§ **Stored data**:
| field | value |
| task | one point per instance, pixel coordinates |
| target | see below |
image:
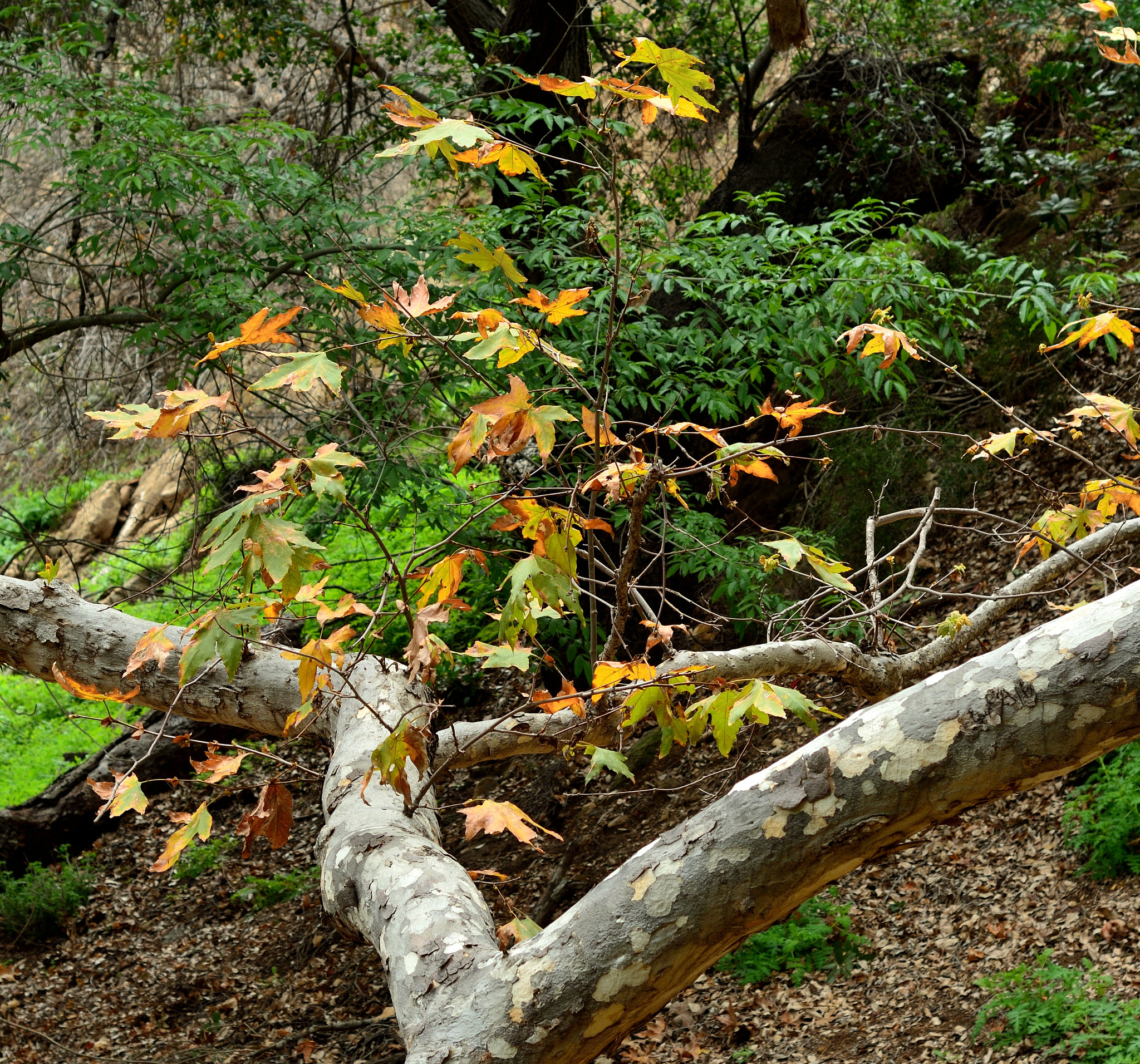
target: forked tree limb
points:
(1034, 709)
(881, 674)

...

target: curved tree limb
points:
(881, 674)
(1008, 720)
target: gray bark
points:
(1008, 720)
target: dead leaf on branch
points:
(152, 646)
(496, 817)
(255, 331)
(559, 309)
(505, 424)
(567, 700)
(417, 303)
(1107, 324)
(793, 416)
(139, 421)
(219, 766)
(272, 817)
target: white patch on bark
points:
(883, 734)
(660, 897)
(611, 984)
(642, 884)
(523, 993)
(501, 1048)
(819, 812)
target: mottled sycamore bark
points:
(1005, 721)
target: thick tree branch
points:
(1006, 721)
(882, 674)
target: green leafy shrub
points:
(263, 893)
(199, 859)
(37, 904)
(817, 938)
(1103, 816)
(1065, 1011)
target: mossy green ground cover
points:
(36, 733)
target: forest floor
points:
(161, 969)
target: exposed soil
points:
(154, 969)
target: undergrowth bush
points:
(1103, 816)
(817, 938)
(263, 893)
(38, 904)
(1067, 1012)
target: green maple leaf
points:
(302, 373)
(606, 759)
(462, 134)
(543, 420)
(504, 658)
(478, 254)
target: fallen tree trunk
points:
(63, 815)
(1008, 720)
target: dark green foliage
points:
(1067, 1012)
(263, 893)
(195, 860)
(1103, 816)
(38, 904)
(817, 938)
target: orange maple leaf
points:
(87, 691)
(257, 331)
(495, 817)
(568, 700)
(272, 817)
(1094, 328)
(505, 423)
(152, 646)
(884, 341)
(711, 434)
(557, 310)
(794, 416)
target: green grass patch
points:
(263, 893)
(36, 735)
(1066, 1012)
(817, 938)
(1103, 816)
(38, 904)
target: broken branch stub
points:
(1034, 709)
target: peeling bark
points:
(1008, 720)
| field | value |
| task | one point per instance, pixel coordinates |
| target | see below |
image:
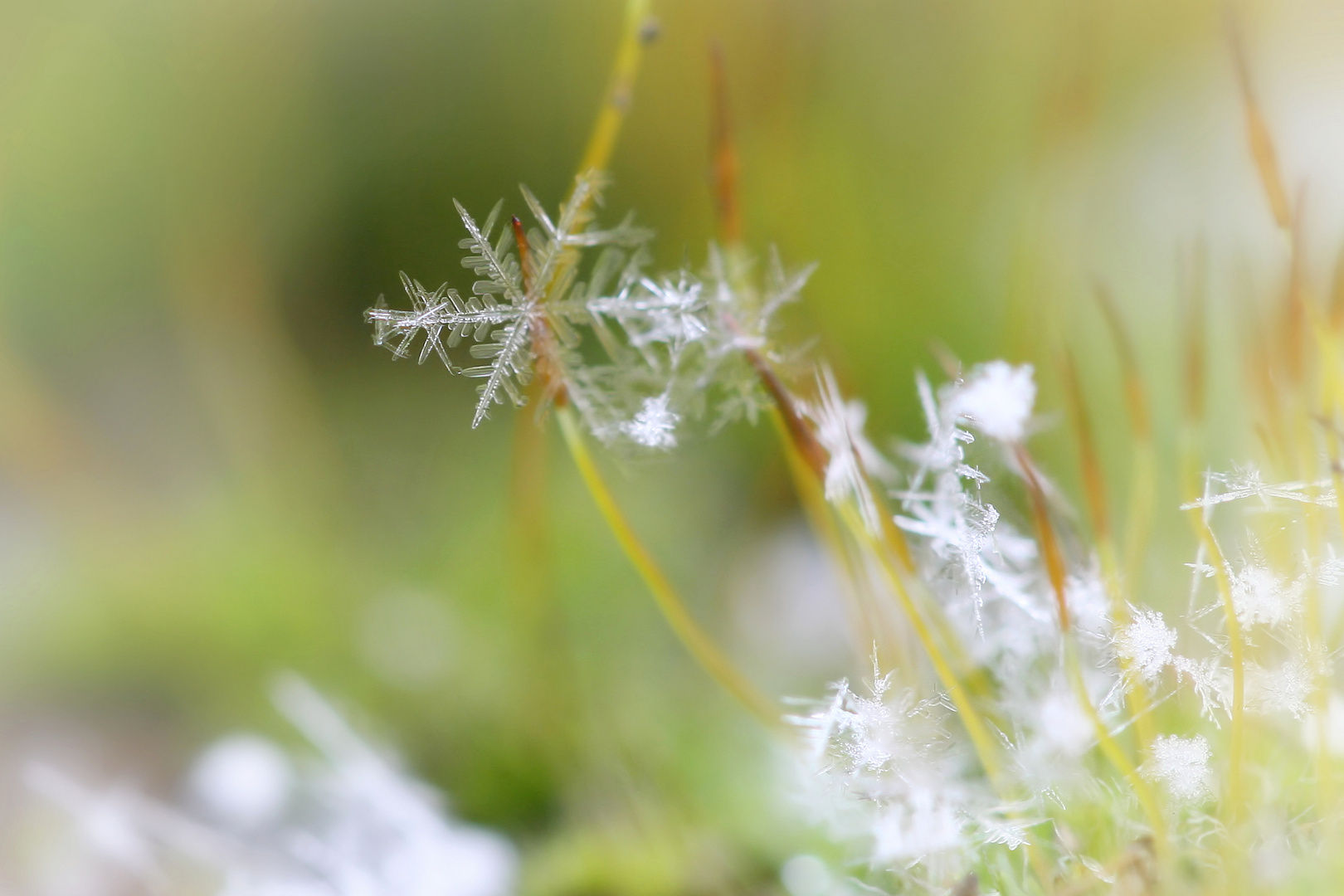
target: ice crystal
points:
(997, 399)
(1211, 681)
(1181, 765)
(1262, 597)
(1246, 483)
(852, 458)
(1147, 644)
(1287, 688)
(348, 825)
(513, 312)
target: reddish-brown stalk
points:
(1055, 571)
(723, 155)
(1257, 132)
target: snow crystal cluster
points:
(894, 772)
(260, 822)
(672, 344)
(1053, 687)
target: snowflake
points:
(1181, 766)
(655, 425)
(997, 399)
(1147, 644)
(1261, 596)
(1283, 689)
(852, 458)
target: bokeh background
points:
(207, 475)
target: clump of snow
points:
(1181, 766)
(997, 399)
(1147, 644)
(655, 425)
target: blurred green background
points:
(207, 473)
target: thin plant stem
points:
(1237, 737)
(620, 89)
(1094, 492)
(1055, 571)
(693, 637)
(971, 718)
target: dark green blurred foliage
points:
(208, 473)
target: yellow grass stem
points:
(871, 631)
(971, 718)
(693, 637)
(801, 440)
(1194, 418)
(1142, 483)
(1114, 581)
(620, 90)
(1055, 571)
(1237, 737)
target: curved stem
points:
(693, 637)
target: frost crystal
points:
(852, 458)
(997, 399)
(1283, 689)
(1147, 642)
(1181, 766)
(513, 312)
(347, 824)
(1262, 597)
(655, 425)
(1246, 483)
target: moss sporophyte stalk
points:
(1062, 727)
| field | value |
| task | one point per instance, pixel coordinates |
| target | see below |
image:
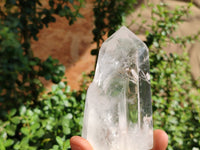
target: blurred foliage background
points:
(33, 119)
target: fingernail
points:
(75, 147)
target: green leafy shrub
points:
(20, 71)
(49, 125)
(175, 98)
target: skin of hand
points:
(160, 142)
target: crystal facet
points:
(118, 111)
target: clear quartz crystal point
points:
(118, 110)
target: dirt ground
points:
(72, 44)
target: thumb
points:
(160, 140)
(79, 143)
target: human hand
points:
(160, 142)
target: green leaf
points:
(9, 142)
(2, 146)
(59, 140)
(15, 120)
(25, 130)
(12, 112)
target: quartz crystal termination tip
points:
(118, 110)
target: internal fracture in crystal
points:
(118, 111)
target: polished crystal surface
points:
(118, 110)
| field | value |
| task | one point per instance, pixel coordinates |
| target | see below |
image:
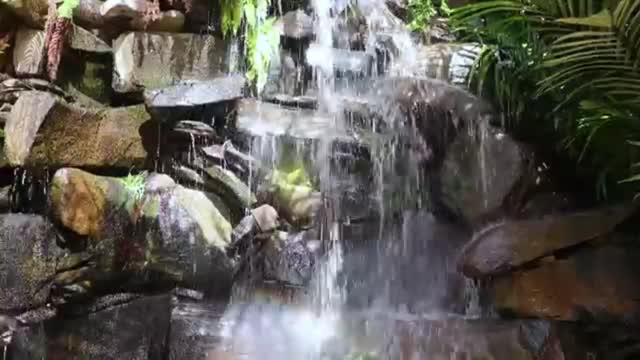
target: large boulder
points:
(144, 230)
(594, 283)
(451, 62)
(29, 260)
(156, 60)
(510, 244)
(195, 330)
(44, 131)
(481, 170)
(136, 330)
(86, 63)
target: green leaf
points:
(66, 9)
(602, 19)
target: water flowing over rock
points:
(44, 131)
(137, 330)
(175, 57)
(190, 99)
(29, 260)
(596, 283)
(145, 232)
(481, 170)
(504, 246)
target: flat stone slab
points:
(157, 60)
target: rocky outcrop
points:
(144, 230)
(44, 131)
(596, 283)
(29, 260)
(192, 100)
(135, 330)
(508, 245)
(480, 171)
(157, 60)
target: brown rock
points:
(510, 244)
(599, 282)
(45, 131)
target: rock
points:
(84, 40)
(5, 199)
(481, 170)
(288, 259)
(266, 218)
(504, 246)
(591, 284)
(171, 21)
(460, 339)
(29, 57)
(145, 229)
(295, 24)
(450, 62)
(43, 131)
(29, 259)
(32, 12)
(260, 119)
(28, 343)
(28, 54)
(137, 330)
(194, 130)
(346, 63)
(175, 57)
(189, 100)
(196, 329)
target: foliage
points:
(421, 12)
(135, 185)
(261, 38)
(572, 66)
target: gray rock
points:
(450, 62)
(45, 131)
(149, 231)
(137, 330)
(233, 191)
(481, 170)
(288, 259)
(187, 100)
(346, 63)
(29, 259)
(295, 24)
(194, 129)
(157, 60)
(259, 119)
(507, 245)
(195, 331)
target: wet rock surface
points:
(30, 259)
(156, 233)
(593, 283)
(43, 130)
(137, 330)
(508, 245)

§ **Exercise details**: Reproduce the records verbatim, from the line containing "target: mossy green ground cover" down through the line containing "(1257, 132)", including both of those lines. Leave out the pictures.

§ **The result**:
target: mossy green ground cover
points:
(36, 733)
target: forest floor
points:
(161, 969)
target: exposed soil
points:
(154, 969)
target: undergrowth bush
points:
(1103, 816)
(817, 938)
(263, 893)
(38, 904)
(1067, 1012)
target: green maple leaf
points:
(302, 373)
(606, 759)
(462, 134)
(543, 420)
(504, 658)
(478, 254)
target: fallen tree trunk
points:
(63, 815)
(1008, 720)
target: dark green foliage
points:
(1067, 1012)
(263, 893)
(195, 860)
(1103, 816)
(38, 904)
(817, 938)
target: orange maple leaf
points:
(87, 691)
(257, 331)
(495, 817)
(568, 700)
(272, 817)
(1094, 328)
(505, 423)
(152, 646)
(884, 341)
(711, 434)
(557, 310)
(794, 416)
target: green grass patch
points:
(263, 893)
(36, 735)
(1066, 1012)
(817, 938)
(1103, 816)
(38, 904)
target: broken branch stub
points:
(1034, 709)
target: peeling bark
points:
(1008, 720)
| field | value |
| task | one point per instance, pixel coordinates |
| target | see below |
image:
target: ice crystal
points:
(997, 399)
(1211, 681)
(1181, 765)
(1262, 597)
(1246, 483)
(852, 458)
(1147, 644)
(1287, 688)
(348, 825)
(513, 312)
target: reddish-brown stalk
points:
(1055, 571)
(723, 155)
(1257, 132)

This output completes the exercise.